### 练习任务
**a.** 把清单从开头一直到含有“point(79, 203)”的那一行（两头都算）重新写一遍，每行照抄，只把答案里的坐标往外挪：每个数字都加 3。图片不用写进去。
**b.** 把讲数据库推荐视频去重和 hll 聚合的那段选段，从它停下的地方接着往下写。

从4900-5100号段热门vid随机生成100个推荐视频, 从4900-5100号段随机获取活跃uid, 从用户已读列表中过滤该UID已读的vid, 返回未读的UID.

编写压测脚本

vi ~/test.sql  
\set uid random(4900, 5100)    
with t as (  
  select 4900+(random()*200)::int as vid from generate_series(1,100)  
)  
select t.vid from t where not exists   
  (select 1 from tbl where uid=:uid and tbl.vid=t.vid)  
;

压测

pgbench -M prepared -n -r -P 1 -f ~/test.sql -c 10 -j 10 -T 120  
scaling factor: 1  
query mode: prepared  
number of clients: 10  
number of threads: 10  
duration: 120 s  
number of transactions actually processed: 2469063  
latency average = 0.486 ms  
latency stddev = 0.183 ms  
initial connection time = 22.914 ms  
tps = 20578.539756 (without initial connection time)

tps: 20578.539756

hll数据库设计和试验

创建聚合表, 每个UID存储一条聚合后的hll value.

drop table if exists tbl_hll;   
create table tbl_hll (  
  uid int8 unique,   
  vids hll   
);

聚合

insert into tbl_hll select uid, hll_add_agg(hll_hash_bigint(vid)) from tbl group by 1;    
INSERT 0 10000

查看聚合表, 只占用了11MB左右.

postgres=# \dt+  
                                    List of relations  
 Schema |  Name   | Type  |  Owner   | Persistence | Access method |  Size  | Description   
--------+---------+-------+----------+-------------+---------------+--------+-------------  
 public | tbl     | table | postgres | unlogged    | heap          | 575 MB |   
 public | tbl_hll | table | postgres | permanent   | heap          | 11 MB  |   
(2 rows)

### 所给材料
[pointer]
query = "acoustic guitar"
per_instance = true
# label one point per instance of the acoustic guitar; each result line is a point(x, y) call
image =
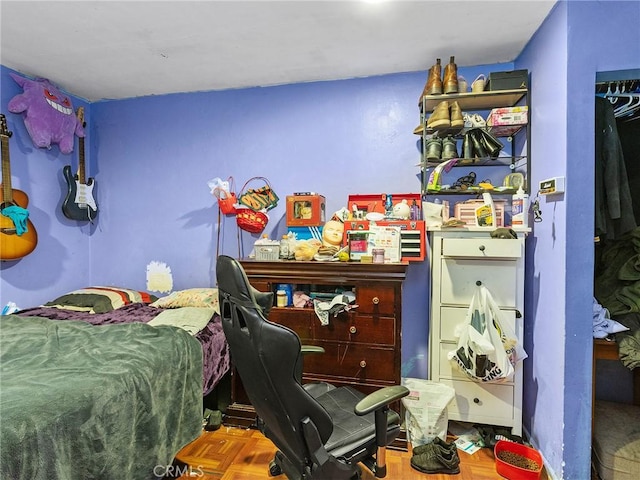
point(12, 245)
point(79, 203)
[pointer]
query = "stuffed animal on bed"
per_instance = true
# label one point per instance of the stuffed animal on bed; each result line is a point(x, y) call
point(48, 113)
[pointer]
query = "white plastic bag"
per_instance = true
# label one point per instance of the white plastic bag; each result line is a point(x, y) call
point(488, 349)
point(426, 415)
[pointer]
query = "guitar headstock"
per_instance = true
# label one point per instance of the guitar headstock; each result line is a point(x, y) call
point(80, 116)
point(4, 131)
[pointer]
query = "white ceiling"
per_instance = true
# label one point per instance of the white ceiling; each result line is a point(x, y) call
point(121, 49)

### 参考答案
**a.**
[pointer]
query = "acoustic guitar"
per_instance = true
# label one point per instance of the acoustic guitar; each result line is a point(x, y) call
image =
point(15, 248)
point(82, 206)

**b.**
近似情况对比:

uid=5000实际已读vid数  
postgres=# select count(distinct vid) from tbl where uid=5000;  
 count   
-------  
  1807  
(1 row)  
uid=5000的hll里可能存在的vid数  
postgres=# select # vids from tbl_hll where uid=5000;  
      ?column?        
--------------------  
 1758.0590520300507  
(1 row)

true, false 测试:

使用原始表取出uid=5000的vid, 在hll值中判断是否已读, 2081 条全部已读, 判断已读是绝对准确的, 原理参考本文知识点的部分.

with tmp as (  
  select   
    tbl.uid,   
    tbl.vid,   
    ( vids || hll_hash_bigint(vid) ) = vids as is_readed   -- 是否已读  
  from tbl_hll join tbl  
  on (tbl_hll.uid=tbl.uid)  
  where   
  tbl.uid=5000  
  and tbl_hll.uid=5000  
)  
select is_readed, count(*) from tmp group by 1;  
 is_readed | count   
-----------+-------  
 t         |  2081  
(1 row)

以下这个就不太准了, 100万个vid, 居然有413826个被认为在uid=5000的hll已读列表值里面, 所以可能出现的结果是大量未读视频会被误以为是已读.

解决办法大家可以思考一下, 调整hll的参数即可.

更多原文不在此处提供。